The Easter season is a time to confidently celebrate the victory of Christ over death, once and for all. But the confidence of the Resurrection is too often missing from our lives as Christians — in our commission to proclaim the Good News, yes, but also in our call to faithful citizenship.
The radical social demands of the Gospel — to welcome the stranger, to prioritize the needs of the poor and the vulnerable, to protect life at every stage — can too easily be rationalized away as “naïve” and “unrealistic.”
I encountered this dynamic firsthand as a participant in a recent debate on the proper Catholic response to the president’s immigration and refugee policies. The debate showed that Christ’s commandment to selflessly love our neighbor (and our enemy) remains the hardest part of Christian discipleship.
It also exposed how easily we can turn from our Lord (and the social doctrine he has passed on to us through the church) when his demands involve hard work and uncertainty.
In other words, the immigration debate highlighted a crisis of confidence in Christ and his Gospel.
Principled, not fear-based
Let’s start with this fact: A faithful Catholic need not support the specific immigration and refugee provisions endorsed by the U.S. bishops. As migration policy is a matter of prudence, people of good will can come to different conclusions about specific policy outcomes, so long as their conclusions are the product of a prayerful, good-faith effort to apply the Gospel and the social doctrine of the church to complex problems.

(What is needed): Quote the Easter and immigration passage word for word, from "I encountered this" up to and including "of Christian discipleship.".

(Collected data):
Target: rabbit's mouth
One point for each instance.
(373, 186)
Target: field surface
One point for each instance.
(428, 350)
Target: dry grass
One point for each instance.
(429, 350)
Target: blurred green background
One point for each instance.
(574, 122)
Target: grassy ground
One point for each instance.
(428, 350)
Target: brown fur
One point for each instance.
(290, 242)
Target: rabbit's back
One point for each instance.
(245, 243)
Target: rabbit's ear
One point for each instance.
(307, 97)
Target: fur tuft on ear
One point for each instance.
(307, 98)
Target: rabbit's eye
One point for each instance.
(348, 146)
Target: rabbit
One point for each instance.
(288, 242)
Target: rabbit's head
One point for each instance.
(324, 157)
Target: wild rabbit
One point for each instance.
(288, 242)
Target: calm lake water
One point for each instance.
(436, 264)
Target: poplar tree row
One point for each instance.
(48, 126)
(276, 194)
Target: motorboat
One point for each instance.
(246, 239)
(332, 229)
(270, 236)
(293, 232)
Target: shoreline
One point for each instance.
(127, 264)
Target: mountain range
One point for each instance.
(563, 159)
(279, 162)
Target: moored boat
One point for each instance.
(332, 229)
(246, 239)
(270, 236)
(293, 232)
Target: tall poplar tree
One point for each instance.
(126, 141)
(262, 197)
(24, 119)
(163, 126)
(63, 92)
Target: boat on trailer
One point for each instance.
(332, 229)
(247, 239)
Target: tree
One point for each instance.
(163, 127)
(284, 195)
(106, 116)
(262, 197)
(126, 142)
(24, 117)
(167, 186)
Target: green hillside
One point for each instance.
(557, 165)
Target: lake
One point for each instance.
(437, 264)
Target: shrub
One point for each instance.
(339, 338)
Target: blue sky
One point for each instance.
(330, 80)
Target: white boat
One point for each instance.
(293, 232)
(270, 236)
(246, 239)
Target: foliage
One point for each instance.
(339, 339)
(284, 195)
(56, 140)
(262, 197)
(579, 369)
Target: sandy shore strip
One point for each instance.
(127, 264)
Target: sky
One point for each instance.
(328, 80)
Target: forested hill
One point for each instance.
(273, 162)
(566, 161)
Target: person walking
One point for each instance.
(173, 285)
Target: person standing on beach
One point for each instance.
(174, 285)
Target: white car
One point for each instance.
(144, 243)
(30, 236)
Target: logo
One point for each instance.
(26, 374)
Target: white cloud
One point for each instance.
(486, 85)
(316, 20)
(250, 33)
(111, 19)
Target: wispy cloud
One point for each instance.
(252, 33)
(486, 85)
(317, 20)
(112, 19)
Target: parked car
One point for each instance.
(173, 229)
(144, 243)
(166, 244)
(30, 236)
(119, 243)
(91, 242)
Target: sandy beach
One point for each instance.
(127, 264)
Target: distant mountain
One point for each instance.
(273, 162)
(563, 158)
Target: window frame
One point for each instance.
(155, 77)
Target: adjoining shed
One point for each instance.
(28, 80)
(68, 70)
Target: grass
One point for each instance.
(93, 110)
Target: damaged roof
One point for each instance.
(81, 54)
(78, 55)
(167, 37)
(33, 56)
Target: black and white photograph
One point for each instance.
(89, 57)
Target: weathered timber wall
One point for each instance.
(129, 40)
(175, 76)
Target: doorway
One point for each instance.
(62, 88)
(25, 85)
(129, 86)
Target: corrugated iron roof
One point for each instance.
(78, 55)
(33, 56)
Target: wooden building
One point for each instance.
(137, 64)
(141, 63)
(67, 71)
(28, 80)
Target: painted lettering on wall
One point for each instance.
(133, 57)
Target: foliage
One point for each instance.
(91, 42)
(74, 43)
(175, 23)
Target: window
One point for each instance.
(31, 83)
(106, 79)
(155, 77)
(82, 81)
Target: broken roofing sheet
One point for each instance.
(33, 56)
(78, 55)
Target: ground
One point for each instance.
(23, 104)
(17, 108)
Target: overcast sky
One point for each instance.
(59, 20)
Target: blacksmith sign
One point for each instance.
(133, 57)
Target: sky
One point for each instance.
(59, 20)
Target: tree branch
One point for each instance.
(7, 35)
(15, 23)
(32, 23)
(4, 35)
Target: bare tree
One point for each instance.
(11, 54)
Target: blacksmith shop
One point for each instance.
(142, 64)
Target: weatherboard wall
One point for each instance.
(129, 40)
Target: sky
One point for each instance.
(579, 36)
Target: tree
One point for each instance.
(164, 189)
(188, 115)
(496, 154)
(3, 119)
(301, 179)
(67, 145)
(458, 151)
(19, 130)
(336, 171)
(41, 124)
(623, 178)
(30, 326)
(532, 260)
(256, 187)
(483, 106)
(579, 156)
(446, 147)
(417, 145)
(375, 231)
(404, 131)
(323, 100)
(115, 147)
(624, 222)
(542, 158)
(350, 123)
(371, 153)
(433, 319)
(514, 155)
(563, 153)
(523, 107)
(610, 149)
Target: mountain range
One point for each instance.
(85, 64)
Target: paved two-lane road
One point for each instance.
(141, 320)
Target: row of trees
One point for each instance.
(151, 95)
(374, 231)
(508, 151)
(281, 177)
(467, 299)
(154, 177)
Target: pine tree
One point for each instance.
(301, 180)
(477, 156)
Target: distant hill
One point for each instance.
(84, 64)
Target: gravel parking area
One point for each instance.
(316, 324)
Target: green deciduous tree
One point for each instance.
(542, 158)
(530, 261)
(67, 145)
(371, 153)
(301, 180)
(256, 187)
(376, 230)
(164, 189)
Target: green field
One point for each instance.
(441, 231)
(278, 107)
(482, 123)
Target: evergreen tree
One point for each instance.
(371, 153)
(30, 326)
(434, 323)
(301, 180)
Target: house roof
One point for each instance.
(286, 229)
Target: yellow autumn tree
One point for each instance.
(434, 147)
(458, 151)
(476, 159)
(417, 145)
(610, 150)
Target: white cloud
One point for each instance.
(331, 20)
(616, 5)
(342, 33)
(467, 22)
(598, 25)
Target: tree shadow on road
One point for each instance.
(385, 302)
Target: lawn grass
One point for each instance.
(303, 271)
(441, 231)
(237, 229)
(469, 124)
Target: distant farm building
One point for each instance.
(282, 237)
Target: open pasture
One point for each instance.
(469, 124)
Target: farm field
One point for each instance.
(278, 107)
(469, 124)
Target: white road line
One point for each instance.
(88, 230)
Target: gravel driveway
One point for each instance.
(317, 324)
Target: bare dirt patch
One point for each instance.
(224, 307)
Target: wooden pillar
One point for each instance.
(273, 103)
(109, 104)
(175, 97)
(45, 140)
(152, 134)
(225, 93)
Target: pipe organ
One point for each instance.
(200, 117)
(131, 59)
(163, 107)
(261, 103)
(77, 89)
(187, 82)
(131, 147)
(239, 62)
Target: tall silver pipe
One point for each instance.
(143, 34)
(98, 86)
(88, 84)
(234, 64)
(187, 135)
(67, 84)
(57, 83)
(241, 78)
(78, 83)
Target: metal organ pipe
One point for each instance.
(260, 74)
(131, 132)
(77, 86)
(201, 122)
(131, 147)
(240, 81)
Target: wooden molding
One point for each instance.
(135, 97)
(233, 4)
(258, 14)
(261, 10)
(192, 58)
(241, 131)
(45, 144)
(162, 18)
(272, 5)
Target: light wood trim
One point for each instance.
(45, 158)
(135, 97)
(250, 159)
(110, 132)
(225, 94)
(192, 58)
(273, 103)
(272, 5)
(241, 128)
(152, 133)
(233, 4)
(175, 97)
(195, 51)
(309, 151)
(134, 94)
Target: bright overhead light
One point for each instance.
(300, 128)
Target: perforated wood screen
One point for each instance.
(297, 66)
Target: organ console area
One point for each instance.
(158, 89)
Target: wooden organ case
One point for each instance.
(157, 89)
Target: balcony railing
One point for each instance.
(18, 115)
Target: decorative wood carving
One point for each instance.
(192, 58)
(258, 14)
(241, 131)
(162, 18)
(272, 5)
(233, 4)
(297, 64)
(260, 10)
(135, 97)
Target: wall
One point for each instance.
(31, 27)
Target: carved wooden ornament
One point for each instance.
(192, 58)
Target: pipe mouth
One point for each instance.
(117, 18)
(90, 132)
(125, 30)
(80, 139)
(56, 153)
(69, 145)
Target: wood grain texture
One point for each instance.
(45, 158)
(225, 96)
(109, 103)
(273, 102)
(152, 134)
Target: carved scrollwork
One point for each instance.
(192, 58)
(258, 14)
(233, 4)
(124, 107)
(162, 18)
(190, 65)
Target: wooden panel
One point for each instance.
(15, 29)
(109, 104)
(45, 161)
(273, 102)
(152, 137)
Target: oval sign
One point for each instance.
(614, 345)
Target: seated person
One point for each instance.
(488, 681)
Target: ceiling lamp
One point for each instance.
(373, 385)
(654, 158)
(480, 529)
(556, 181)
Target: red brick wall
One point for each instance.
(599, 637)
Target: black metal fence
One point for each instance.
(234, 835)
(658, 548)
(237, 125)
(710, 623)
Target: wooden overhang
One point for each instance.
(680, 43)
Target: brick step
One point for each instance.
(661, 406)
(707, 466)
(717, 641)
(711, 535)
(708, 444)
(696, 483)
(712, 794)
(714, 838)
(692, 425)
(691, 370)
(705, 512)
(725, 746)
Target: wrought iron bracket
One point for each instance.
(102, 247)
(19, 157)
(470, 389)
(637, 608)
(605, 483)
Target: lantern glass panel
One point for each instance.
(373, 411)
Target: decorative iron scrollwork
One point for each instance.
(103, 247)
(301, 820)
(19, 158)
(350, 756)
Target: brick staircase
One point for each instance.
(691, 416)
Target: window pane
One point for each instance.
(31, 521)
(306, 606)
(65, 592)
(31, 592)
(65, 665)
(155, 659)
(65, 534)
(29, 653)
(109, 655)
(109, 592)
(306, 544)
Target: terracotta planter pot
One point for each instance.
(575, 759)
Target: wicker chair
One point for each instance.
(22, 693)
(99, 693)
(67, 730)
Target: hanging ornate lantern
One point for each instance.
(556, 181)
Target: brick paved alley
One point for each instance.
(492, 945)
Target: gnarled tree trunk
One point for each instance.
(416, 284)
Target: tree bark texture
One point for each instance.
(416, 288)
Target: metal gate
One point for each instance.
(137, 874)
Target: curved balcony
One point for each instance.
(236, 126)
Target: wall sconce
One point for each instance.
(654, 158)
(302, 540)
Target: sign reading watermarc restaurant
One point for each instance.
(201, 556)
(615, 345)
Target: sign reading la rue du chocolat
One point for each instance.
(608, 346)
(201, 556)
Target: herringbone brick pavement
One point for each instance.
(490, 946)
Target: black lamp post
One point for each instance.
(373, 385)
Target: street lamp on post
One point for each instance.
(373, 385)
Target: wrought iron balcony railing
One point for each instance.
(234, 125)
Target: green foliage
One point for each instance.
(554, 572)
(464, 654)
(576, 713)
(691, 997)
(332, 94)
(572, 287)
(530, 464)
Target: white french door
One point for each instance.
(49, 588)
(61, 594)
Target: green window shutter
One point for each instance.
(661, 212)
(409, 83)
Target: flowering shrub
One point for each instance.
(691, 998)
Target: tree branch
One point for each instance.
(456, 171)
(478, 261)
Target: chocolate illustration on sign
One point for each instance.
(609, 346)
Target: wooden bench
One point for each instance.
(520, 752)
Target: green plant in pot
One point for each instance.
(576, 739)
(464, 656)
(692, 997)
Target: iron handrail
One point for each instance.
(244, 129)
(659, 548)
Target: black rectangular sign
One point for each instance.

(Answer section):
I encountered this dynamic firsthand as a participant in a recent debate on the proper Catholic response to the president’s immigration and refugee policies. The debate showed that Christ’s commandment to selflessly love our neighbor (and our enemy) remains the hardest part of Christian discipleship.